**TASK 1:**
Return every line of the listing that contains the word "yellow".
##############################
Friday, February 21, 2014

Stop Motion Workshop

My achievements and continual development as a multidisciplinary stop motion filmmaker/artist and educator are reflected in an international academic career as well as an international exhibition and film festival record.  My main research and interests involve merging traditional arts with new and emerging technologies. 

As a pioneering member of faculty at one of Singapore's first state of the art art's schools,  The School of Art, Design, and Media (ADM) at Nanyang Technological University, I was hired to teach and to build the stop motion/digital animation area from the ground up.  When I arrived, along with an international group of talented people, we had no building, no equipment, and no facilities.  Now, there is a beautiful building and they are by far the best-equipped art school in Southeast Asia. 

I left Singapore and ADM in 2012 for a one year contract teaching in the Experimental Animation Department at California Institute of the Arts (CalArts). The students there were wonderfully gifted and many were already involved in personal projects.
##############################
**TASK 2:**
Name every school, university, or academic department mentioned in the stop motion workshop post.

**EXERCISE MATERIALS:**
##############################
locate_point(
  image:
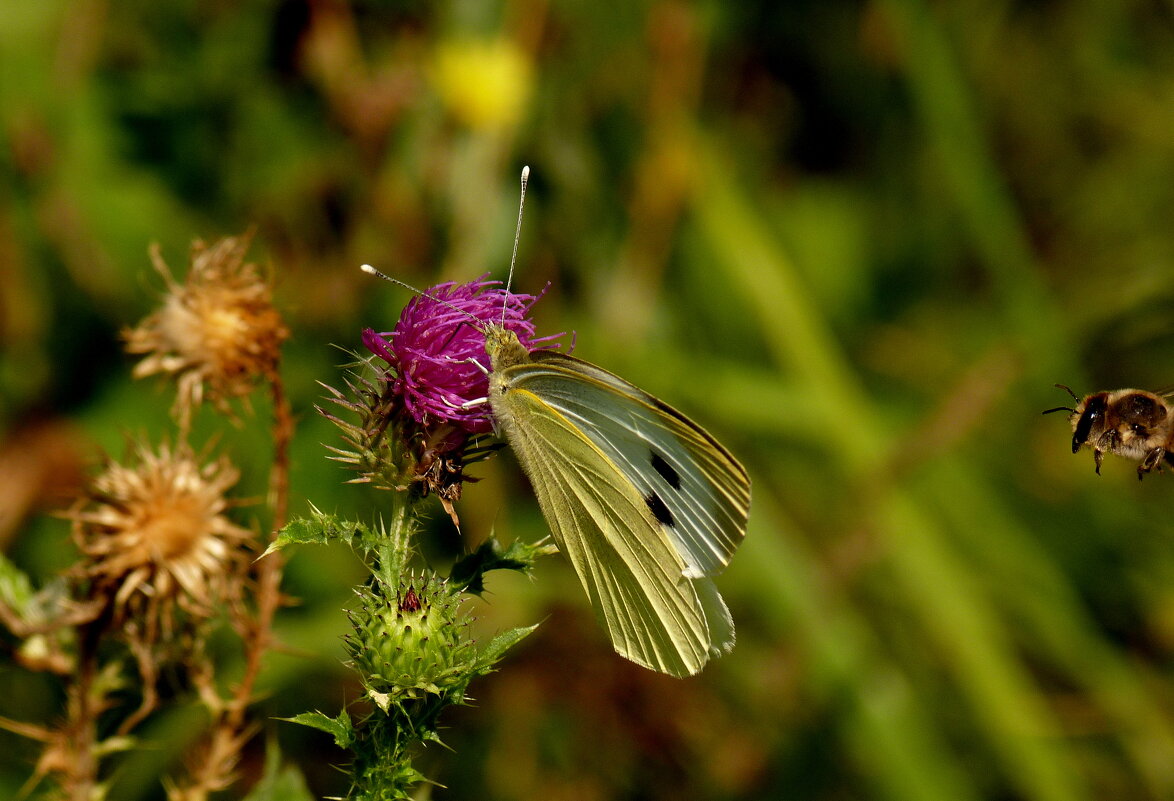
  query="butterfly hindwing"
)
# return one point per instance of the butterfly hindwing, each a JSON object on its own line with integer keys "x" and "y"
{"x": 631, "y": 569}
{"x": 693, "y": 485}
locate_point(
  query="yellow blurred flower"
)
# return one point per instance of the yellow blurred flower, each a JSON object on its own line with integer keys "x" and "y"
{"x": 485, "y": 83}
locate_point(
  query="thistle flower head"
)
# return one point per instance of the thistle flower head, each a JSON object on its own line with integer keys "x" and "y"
{"x": 216, "y": 334}
{"x": 156, "y": 540}
{"x": 436, "y": 354}
{"x": 411, "y": 641}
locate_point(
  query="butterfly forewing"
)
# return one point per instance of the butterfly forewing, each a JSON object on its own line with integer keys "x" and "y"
{"x": 696, "y": 490}
{"x": 629, "y": 567}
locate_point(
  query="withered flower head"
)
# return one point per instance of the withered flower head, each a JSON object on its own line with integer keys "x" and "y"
{"x": 216, "y": 334}
{"x": 155, "y": 538}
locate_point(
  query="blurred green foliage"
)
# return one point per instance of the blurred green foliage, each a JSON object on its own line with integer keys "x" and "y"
{"x": 858, "y": 241}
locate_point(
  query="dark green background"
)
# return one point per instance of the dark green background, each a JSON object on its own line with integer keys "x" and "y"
{"x": 858, "y": 241}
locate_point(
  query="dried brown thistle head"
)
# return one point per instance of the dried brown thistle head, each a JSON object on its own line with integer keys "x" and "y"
{"x": 159, "y": 549}
{"x": 216, "y": 334}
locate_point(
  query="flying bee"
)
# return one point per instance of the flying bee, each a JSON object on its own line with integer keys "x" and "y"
{"x": 1132, "y": 423}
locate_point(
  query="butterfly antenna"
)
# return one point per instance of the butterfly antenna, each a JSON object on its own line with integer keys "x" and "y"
{"x": 370, "y": 270}
{"x": 513, "y": 257}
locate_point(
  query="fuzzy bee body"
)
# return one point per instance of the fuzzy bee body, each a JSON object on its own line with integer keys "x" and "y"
{"x": 1134, "y": 424}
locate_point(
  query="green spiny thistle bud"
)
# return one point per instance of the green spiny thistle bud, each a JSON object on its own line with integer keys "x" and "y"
{"x": 412, "y": 641}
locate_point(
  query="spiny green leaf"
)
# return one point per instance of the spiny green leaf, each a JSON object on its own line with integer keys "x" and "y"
{"x": 339, "y": 727}
{"x": 498, "y": 646}
{"x": 321, "y": 529}
{"x": 469, "y": 572}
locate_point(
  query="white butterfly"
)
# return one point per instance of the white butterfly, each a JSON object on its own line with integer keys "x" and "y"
{"x": 645, "y": 504}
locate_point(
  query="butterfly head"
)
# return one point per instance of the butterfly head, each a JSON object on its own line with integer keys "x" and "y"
{"x": 504, "y": 348}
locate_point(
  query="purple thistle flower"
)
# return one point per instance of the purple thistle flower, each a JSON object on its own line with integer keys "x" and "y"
{"x": 437, "y": 355}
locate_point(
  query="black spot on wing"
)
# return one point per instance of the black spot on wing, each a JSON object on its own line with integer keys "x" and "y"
{"x": 666, "y": 470}
{"x": 660, "y": 511}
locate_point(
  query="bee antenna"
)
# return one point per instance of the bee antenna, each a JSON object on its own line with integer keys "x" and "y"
{"x": 377, "y": 274}
{"x": 513, "y": 257}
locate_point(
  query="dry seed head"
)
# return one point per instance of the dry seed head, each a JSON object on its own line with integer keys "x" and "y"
{"x": 156, "y": 539}
{"x": 216, "y": 334}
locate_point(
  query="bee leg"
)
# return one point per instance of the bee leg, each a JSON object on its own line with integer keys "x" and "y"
{"x": 1153, "y": 459}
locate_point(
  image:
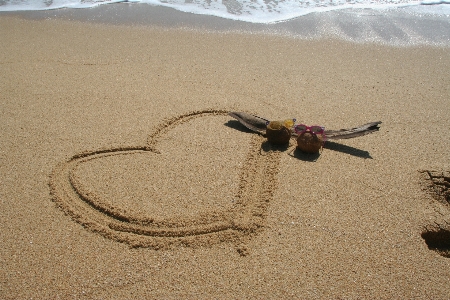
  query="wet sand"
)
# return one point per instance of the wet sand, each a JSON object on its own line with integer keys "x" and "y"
{"x": 124, "y": 177}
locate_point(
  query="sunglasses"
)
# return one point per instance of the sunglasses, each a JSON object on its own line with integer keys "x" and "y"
{"x": 301, "y": 128}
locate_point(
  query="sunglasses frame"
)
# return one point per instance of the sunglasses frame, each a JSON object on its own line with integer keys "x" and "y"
{"x": 309, "y": 128}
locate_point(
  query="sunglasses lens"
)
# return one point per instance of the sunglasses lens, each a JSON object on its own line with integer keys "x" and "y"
{"x": 300, "y": 128}
{"x": 289, "y": 123}
{"x": 316, "y": 129}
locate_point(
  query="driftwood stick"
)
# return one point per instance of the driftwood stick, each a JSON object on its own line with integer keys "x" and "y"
{"x": 259, "y": 124}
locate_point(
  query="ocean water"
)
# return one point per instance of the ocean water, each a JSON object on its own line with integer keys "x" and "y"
{"x": 393, "y": 22}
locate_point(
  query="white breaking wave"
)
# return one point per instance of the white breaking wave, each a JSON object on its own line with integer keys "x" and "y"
{"x": 255, "y": 11}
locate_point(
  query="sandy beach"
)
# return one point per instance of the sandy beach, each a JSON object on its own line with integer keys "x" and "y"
{"x": 123, "y": 177}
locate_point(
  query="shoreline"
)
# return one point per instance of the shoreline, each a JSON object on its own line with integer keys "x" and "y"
{"x": 95, "y": 123}
{"x": 395, "y": 27}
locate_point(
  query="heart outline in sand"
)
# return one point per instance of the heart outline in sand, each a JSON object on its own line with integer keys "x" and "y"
{"x": 256, "y": 188}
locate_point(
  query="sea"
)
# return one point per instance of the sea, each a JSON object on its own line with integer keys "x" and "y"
{"x": 393, "y": 22}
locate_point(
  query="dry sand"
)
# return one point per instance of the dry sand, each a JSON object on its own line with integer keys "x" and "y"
{"x": 110, "y": 189}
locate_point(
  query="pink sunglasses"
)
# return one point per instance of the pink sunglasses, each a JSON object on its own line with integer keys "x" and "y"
{"x": 301, "y": 128}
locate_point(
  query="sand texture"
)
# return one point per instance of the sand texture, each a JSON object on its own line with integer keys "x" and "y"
{"x": 123, "y": 176}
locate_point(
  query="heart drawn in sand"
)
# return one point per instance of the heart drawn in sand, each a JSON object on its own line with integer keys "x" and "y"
{"x": 195, "y": 182}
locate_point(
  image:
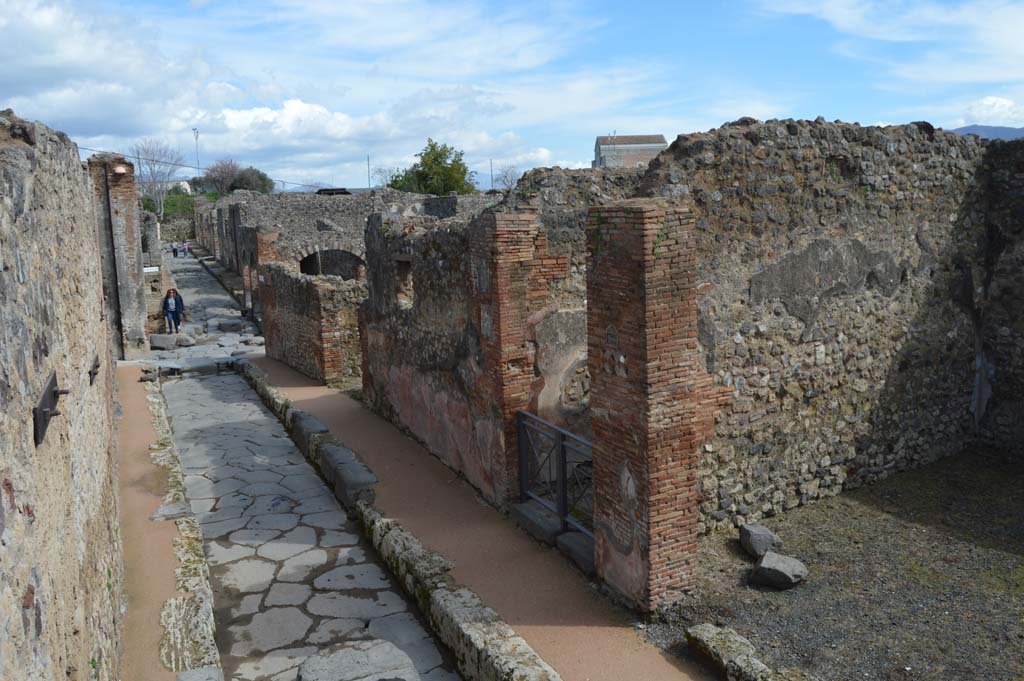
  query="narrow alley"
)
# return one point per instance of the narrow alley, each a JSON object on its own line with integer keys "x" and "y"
{"x": 292, "y": 579}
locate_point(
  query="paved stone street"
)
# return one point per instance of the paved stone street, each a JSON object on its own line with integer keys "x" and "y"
{"x": 213, "y": 326}
{"x": 292, "y": 578}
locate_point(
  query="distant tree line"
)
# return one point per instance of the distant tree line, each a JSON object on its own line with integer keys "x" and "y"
{"x": 157, "y": 167}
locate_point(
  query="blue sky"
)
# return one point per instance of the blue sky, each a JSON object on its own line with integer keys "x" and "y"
{"x": 306, "y": 89}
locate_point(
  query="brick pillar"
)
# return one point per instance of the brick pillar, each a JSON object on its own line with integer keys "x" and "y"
{"x": 120, "y": 233}
{"x": 648, "y": 397}
{"x": 503, "y": 250}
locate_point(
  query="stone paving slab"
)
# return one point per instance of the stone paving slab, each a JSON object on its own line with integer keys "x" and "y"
{"x": 292, "y": 578}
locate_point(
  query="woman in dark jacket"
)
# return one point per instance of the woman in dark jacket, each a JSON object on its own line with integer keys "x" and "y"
{"x": 174, "y": 307}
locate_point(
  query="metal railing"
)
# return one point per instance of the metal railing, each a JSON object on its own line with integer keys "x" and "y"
{"x": 556, "y": 470}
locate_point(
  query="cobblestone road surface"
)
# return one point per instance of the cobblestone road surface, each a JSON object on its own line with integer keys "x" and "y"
{"x": 292, "y": 578}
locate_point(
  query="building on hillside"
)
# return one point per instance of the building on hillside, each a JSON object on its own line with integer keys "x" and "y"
{"x": 627, "y": 151}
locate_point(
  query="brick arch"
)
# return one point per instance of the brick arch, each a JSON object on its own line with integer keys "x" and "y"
{"x": 304, "y": 251}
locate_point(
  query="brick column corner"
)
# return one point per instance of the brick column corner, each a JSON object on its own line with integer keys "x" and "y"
{"x": 502, "y": 250}
{"x": 649, "y": 397}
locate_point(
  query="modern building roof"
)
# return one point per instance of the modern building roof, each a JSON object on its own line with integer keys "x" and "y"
{"x": 631, "y": 139}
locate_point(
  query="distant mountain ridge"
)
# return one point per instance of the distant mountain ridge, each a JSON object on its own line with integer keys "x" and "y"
{"x": 991, "y": 131}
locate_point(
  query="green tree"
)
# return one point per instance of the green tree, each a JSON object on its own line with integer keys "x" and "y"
{"x": 253, "y": 179}
{"x": 439, "y": 170}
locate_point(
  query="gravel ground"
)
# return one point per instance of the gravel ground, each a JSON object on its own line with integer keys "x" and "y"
{"x": 918, "y": 577}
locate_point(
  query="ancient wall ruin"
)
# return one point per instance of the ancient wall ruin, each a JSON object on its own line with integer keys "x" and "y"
{"x": 836, "y": 269}
{"x": 310, "y": 323}
{"x": 60, "y": 559}
{"x": 120, "y": 228}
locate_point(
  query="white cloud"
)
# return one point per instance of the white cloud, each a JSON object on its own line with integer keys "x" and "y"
{"x": 970, "y": 41}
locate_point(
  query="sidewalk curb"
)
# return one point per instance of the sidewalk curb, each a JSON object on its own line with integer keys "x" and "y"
{"x": 205, "y": 262}
{"x": 188, "y": 642}
{"x": 735, "y": 655}
{"x": 485, "y": 647}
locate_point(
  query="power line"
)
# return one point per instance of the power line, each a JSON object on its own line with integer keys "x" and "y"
{"x": 182, "y": 165}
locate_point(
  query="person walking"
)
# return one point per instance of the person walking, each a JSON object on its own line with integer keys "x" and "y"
{"x": 174, "y": 307}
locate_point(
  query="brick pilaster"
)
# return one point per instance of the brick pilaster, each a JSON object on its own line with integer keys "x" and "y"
{"x": 509, "y": 283}
{"x": 650, "y": 397}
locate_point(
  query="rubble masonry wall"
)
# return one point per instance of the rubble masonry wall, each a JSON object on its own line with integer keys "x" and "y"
{"x": 60, "y": 557}
{"x": 841, "y": 293}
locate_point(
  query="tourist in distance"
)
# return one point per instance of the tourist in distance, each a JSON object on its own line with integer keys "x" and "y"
{"x": 174, "y": 307}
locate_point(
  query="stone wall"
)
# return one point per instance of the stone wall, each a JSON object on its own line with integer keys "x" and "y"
{"x": 310, "y": 323}
{"x": 119, "y": 224}
{"x": 177, "y": 229}
{"x": 60, "y": 558}
{"x": 998, "y": 303}
{"x": 456, "y": 339}
{"x": 836, "y": 269}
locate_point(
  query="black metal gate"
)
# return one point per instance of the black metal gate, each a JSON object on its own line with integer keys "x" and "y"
{"x": 556, "y": 470}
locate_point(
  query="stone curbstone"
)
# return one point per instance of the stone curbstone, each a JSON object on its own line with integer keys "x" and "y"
{"x": 735, "y": 655}
{"x": 484, "y": 645}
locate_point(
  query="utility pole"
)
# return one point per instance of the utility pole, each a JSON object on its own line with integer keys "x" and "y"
{"x": 196, "y": 132}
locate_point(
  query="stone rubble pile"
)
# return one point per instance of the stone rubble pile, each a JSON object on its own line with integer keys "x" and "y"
{"x": 772, "y": 568}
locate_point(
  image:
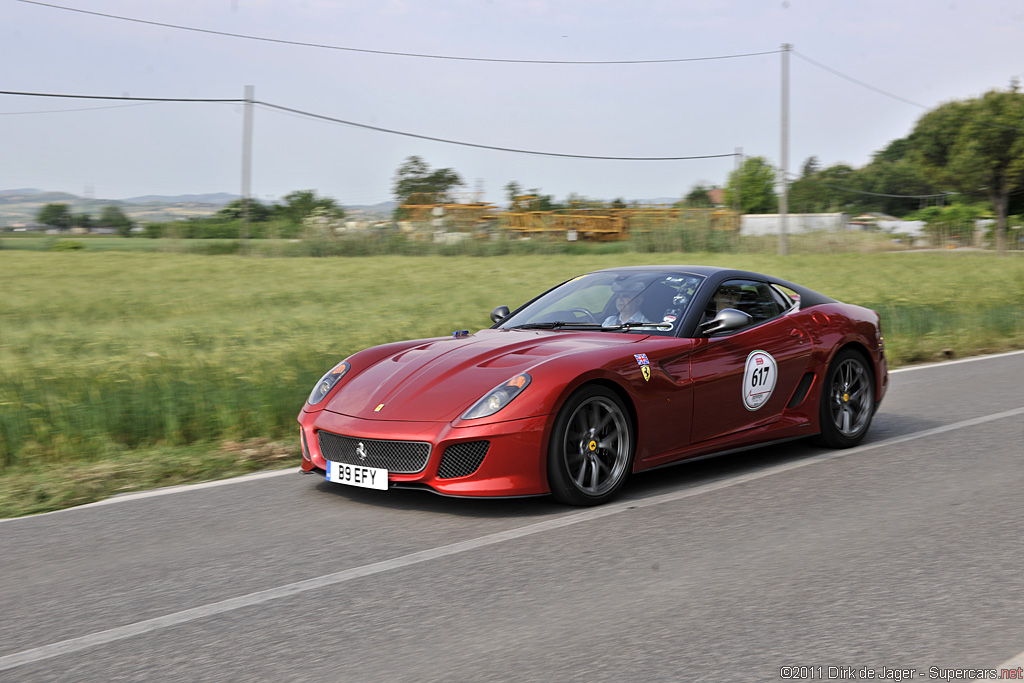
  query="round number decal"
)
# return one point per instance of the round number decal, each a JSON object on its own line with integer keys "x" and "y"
{"x": 759, "y": 379}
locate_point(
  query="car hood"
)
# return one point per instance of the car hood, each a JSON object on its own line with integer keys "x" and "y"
{"x": 438, "y": 380}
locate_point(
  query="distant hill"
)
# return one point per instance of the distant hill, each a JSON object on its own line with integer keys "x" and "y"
{"x": 218, "y": 199}
{"x": 22, "y": 206}
{"x": 30, "y": 195}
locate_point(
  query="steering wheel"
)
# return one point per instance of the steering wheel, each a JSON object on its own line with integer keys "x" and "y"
{"x": 589, "y": 315}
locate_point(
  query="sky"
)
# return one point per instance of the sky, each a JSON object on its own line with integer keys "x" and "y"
{"x": 896, "y": 59}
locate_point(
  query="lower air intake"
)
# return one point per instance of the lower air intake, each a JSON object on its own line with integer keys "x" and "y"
{"x": 462, "y": 459}
{"x": 399, "y": 457}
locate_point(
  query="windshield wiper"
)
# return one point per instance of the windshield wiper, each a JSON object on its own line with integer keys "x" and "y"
{"x": 630, "y": 326}
{"x": 556, "y": 325}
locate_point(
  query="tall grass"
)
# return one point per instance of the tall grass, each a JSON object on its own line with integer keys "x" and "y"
{"x": 108, "y": 352}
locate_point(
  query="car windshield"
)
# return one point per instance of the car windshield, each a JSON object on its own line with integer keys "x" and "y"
{"x": 641, "y": 302}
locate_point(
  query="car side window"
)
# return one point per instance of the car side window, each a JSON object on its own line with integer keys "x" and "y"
{"x": 755, "y": 299}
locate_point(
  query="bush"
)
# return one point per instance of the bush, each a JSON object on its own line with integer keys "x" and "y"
{"x": 66, "y": 245}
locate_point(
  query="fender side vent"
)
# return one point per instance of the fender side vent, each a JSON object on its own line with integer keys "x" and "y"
{"x": 801, "y": 393}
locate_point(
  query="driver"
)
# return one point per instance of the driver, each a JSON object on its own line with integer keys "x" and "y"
{"x": 629, "y": 296}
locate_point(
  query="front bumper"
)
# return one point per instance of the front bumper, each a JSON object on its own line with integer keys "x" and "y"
{"x": 514, "y": 464}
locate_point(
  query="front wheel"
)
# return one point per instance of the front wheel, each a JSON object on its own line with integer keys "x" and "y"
{"x": 591, "y": 451}
{"x": 847, "y": 400}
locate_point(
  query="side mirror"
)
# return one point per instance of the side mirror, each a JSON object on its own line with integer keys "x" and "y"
{"x": 726, "y": 321}
{"x": 499, "y": 314}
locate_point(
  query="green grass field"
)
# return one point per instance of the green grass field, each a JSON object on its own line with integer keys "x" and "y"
{"x": 129, "y": 370}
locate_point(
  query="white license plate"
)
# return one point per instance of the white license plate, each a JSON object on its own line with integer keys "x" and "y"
{"x": 356, "y": 475}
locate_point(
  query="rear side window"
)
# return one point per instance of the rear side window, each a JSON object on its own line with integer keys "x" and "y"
{"x": 756, "y": 299}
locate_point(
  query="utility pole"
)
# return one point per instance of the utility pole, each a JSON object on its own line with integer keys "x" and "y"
{"x": 738, "y": 206}
{"x": 783, "y": 205}
{"x": 247, "y": 166}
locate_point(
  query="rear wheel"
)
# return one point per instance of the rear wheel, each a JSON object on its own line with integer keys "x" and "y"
{"x": 847, "y": 400}
{"x": 591, "y": 451}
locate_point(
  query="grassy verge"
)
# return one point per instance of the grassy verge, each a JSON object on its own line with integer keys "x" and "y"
{"x": 122, "y": 371}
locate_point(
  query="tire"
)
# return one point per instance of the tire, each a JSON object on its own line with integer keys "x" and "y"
{"x": 847, "y": 401}
{"x": 590, "y": 455}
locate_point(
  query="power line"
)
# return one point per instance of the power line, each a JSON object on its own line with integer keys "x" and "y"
{"x": 86, "y": 109}
{"x": 864, "y": 191}
{"x": 117, "y": 97}
{"x": 354, "y": 124}
{"x": 482, "y": 146}
{"x": 851, "y": 79}
{"x": 393, "y": 53}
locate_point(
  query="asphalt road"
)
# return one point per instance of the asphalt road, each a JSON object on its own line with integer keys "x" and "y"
{"x": 904, "y": 553}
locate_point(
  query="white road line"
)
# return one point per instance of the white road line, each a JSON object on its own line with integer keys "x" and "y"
{"x": 1012, "y": 664}
{"x": 146, "y": 626}
{"x": 943, "y": 364}
{"x": 167, "y": 491}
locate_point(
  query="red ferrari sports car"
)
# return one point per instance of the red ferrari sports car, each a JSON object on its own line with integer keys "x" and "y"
{"x": 609, "y": 373}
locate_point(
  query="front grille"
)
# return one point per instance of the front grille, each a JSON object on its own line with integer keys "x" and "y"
{"x": 462, "y": 459}
{"x": 398, "y": 457}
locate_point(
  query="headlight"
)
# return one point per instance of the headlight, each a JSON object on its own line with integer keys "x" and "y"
{"x": 327, "y": 382}
{"x": 498, "y": 397}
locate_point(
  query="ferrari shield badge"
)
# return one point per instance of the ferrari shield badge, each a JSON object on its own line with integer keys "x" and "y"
{"x": 644, "y": 366}
{"x": 759, "y": 379}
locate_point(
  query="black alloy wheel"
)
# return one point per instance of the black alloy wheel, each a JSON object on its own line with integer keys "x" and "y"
{"x": 591, "y": 451}
{"x": 847, "y": 400}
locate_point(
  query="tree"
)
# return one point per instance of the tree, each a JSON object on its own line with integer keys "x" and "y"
{"x": 303, "y": 203}
{"x": 113, "y": 216}
{"x": 819, "y": 190}
{"x": 755, "y": 184}
{"x": 698, "y": 198}
{"x": 416, "y": 183}
{"x": 976, "y": 146}
{"x": 55, "y": 215}
{"x": 82, "y": 220}
{"x": 258, "y": 212}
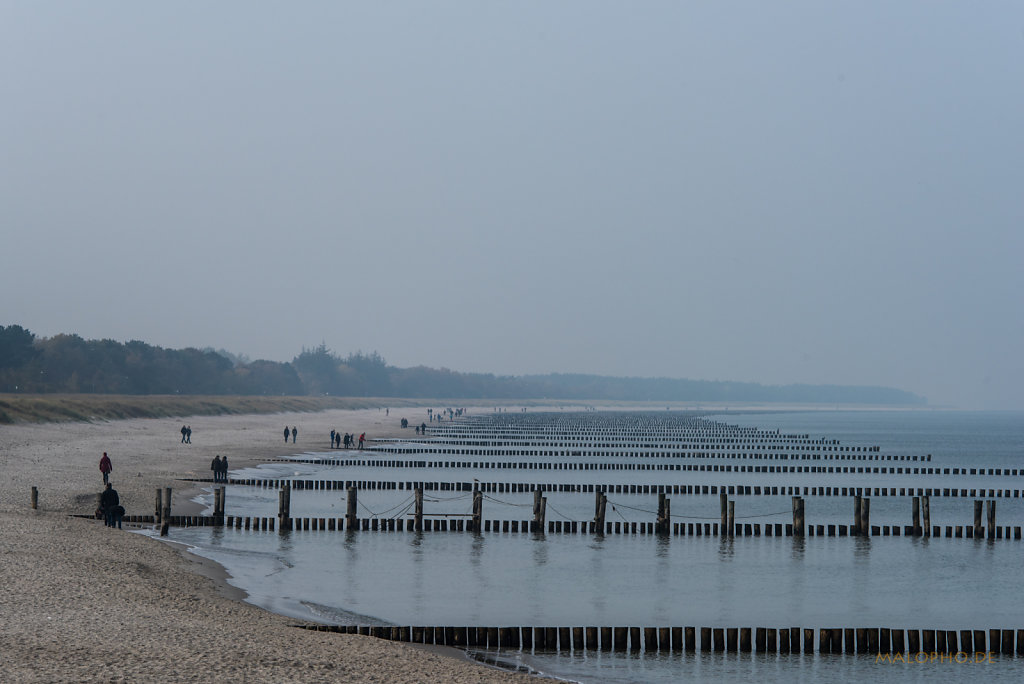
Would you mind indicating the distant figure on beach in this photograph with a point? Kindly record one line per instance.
(105, 468)
(110, 504)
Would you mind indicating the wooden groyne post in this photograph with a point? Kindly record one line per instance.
(285, 509)
(477, 511)
(723, 501)
(857, 530)
(540, 511)
(418, 510)
(865, 516)
(664, 523)
(990, 515)
(351, 520)
(926, 514)
(798, 516)
(165, 517)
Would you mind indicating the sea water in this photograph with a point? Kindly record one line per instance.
(497, 579)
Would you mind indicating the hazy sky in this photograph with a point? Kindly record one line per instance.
(766, 191)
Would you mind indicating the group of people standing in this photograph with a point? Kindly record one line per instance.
(219, 468)
(337, 439)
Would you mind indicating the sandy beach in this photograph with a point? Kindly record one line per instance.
(84, 603)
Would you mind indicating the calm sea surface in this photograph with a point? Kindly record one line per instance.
(499, 579)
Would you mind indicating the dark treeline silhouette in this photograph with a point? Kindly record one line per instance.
(68, 364)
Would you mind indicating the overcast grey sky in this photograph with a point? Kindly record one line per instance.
(766, 191)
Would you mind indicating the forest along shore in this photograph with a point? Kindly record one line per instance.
(88, 603)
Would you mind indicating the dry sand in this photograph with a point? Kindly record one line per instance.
(81, 602)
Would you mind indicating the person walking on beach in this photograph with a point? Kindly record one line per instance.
(105, 468)
(110, 504)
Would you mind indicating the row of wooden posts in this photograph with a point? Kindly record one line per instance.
(713, 489)
(706, 639)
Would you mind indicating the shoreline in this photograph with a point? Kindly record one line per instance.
##############################
**CORRECT OUTPUT 1:**
  query="yellow blurred flower"
# return one point per instance of the yellow blurred flower, each a JSON object on its own line with integer keys "x" and "y"

**CORRECT OUTPUT 2:**
- The School of Art, Design, and Media (ADM)
- Nanyang Technological University
- Experimental Animation Department
- California Institute of the Arts (CalArts)